Trecho do texto:
________________________
Após as discussões, está prevista uma coletiva de imprensa conjunta às 20h30.
A escolha do Alasca como cenário desse diálogo de alto nível desperta interesse, não apenas pelo simbolismo geopolítico, mas também pelo passado histórico que liga o estado norte-americano à Rússia.
O Alasca e suas raízes russas
O Alasca, com suas paisagens geladas e biodiversidade singular, mantém marcas profundas do período em que esteve sob domínio russo.
A colonização deixou influências na cultura, na arquitetura, na religião e até nos nomes de localidades.
A presença russa começou séculos antes da venda do território aos Estados Unidos, em 1867. Apesar de o controle ter terminado oficialmente nesse ano, os vestígios da antiga colônia permanecem vivos no cotidiano de várias comunidades.
A expansão russa até o Pacífico
A expansão russa para o leste iniciou no século XVI e avançou por vastas áreas da Sibéria. Em 1639, os exploradores chegaram ao Oceano Pacífico.
Essa trajetória culminou, no século XVIII, com expedições organizadas para mapear a costa do Alasca.
O navegador Vitus Bering liderou a expedição de 1741 que desembarcou na região, marcando o primeiro contato europeu com o território.
Logo após, caçadores e comerciantes conhecidos como promyshlenniki instalaram postos para explorar o valioso comércio de peles de lontra-marinha.
A criação da Companhia Russo-americano
Em 1799, o czar Paulo I fundou a Companhia Russo-americano (RAC), concedendo a ela o monopólio do comércio de peles e autoridade administrativa no Alasca.
A RAC, sob a liderança de Aleksandr Baranov, fundou a cidade de Novo-Arkhangelsk, atual Sitka, que se tornou capital da América Russa.
A empresa não apenas controlava as atividades comerciais, mas também implantava políticas coloniais, mantinha relações com povos indígenas e desenvolvia infraestrutura.
________________________
Trechos de dados de anotação de pontos:
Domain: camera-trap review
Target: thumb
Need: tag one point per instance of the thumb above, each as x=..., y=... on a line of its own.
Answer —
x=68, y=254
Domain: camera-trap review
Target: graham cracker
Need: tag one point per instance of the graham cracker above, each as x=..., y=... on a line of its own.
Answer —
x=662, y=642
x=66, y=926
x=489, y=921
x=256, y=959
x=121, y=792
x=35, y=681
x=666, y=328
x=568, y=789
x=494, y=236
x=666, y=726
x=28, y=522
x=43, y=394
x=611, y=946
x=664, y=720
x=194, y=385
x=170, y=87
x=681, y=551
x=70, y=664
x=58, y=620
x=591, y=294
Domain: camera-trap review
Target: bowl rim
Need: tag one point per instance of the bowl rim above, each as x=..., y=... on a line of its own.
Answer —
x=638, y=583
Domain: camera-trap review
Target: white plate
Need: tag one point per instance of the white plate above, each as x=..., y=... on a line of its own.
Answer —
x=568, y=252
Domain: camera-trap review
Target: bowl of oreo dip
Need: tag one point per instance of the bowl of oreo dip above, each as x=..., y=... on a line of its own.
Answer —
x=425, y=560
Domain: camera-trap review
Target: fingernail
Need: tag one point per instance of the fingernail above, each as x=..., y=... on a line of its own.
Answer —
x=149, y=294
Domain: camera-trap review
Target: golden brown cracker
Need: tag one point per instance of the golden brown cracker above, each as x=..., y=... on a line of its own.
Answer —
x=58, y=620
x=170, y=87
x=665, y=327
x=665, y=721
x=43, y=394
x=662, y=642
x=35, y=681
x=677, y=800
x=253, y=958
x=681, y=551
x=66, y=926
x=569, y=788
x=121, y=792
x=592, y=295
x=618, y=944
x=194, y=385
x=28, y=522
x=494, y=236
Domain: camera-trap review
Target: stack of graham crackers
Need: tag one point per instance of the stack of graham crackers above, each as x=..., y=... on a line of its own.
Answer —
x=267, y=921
________________________
Objetivo declarado: De acordo com o trecho do texto, quem liderou a expedição de 1741 que desembarcou no Alasca?

Resposta da tarefa: O navegador Vitus Bering.